Using the records below, give again exactly the lines from the line that contains "Where can the curved" through the line that contains "Where can the purple", both ends included, and only those.

START SUPPLIED RECORDS

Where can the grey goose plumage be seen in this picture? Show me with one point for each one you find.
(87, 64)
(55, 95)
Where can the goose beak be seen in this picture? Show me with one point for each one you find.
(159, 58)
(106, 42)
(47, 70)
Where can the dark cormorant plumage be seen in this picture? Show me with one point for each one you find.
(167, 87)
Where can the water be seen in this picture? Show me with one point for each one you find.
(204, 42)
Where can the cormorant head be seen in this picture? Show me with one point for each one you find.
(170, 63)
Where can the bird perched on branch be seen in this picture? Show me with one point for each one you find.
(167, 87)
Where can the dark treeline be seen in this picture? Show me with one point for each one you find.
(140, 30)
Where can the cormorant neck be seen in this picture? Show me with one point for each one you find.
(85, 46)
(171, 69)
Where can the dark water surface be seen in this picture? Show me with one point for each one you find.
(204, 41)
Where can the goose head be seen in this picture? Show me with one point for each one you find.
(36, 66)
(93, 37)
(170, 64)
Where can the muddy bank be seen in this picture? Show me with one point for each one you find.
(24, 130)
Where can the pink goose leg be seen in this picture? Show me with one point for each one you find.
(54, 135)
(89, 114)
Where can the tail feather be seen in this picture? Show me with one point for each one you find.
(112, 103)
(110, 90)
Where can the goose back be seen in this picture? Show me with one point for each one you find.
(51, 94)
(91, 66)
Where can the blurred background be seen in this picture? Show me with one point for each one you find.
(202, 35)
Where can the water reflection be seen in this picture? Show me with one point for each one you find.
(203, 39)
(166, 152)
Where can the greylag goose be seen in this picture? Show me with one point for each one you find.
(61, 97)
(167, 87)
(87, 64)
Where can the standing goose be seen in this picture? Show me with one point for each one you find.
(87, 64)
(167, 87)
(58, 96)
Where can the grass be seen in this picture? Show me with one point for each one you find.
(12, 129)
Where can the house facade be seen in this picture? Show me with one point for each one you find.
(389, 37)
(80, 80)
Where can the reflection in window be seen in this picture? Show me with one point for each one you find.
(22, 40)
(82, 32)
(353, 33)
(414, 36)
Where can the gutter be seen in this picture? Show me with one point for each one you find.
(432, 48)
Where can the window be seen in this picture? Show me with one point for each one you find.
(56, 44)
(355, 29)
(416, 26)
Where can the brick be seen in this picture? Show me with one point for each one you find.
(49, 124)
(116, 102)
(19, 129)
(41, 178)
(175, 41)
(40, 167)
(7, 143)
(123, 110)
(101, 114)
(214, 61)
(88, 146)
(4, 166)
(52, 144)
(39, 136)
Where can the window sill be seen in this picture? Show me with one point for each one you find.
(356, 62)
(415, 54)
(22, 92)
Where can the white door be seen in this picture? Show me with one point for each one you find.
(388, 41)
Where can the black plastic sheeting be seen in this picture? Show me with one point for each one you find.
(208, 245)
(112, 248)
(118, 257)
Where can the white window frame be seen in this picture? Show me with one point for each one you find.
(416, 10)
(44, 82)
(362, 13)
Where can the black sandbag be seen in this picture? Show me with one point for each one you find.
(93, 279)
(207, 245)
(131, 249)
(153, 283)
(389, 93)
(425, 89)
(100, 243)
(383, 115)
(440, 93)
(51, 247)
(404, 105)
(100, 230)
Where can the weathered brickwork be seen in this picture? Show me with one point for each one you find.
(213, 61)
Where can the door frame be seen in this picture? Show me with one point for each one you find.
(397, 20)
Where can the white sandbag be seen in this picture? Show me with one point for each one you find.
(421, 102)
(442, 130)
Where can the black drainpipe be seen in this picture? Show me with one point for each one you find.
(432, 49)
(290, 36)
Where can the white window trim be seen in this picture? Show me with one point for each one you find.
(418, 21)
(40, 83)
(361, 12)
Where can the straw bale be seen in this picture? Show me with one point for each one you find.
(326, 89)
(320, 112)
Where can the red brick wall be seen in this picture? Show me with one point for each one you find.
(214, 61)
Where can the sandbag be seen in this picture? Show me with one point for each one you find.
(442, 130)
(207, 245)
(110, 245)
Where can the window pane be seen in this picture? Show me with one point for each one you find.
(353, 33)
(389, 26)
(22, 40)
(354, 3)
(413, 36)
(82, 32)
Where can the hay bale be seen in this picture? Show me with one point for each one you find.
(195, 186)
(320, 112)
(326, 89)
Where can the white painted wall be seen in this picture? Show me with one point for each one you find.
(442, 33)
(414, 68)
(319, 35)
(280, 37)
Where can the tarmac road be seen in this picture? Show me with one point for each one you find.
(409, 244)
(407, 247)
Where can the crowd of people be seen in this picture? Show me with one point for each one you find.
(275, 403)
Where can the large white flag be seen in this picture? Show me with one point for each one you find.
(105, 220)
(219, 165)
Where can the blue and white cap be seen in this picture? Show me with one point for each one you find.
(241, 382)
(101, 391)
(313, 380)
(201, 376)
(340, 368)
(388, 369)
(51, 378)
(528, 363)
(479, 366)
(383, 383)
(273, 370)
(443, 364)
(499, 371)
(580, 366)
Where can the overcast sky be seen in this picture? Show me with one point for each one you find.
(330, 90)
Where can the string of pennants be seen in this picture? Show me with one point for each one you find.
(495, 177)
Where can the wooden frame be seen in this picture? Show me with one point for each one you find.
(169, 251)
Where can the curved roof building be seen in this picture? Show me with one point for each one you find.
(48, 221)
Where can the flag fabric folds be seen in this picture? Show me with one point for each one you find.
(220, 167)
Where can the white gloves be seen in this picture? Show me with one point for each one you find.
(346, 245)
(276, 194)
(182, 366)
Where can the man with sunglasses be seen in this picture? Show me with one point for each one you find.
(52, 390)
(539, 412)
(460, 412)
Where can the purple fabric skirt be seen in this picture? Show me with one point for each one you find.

END SUPPLIED RECORDS
START SUPPLIED RECORDS

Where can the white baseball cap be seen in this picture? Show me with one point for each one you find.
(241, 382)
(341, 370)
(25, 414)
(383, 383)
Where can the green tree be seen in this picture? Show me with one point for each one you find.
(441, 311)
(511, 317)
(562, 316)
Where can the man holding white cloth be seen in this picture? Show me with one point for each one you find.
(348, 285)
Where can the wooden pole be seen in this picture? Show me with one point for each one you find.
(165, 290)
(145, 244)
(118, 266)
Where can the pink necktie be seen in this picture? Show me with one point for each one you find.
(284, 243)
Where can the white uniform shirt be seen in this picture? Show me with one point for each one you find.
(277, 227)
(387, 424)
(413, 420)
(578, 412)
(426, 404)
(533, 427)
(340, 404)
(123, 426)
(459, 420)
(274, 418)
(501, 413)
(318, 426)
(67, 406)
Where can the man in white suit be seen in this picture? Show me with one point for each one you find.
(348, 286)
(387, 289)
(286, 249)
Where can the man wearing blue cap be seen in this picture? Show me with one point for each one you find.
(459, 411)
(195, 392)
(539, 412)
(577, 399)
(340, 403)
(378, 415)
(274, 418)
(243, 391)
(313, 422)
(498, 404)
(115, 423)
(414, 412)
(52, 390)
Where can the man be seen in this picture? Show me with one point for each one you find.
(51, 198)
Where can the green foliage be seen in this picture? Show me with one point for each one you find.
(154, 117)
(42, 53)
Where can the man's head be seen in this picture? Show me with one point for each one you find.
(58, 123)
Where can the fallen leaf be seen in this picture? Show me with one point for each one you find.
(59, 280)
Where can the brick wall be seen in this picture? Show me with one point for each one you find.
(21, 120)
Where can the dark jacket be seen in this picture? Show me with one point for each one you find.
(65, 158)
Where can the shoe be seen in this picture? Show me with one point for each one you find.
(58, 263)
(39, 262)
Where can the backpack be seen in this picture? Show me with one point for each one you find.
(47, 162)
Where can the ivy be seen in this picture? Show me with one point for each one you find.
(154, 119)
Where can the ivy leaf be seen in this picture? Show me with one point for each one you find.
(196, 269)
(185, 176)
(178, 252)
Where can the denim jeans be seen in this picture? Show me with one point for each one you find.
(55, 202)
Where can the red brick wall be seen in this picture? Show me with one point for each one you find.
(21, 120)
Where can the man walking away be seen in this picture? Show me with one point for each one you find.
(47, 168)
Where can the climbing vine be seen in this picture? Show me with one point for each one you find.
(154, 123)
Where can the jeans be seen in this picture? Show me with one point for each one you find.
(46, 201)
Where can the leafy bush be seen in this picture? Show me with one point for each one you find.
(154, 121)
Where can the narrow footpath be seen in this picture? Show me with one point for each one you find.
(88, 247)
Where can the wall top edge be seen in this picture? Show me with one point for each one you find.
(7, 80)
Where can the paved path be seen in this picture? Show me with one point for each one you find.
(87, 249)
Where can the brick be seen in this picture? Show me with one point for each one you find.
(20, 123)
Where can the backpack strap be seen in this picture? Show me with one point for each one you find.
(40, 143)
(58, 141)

END SUPPLIED RECORDS

**EXERCISE ANSWER:**
Where can the curved roof building be seen in this picture? Show me with one point for each one you find.
(48, 221)
Where can the flag fabric folds be seen in this picture? Show me with one point for each one you find.
(220, 167)
Where can the white gloves be seen in this picture? Show me with one point for each one you find.
(346, 245)
(276, 194)
(182, 366)
Where can the man with sunglasses be seen in this picture? Show me with one point for each one you find.
(52, 390)
(539, 412)
(460, 412)
Where can the purple fabric skirt be seen in this picture? Show me with one point for each one you find.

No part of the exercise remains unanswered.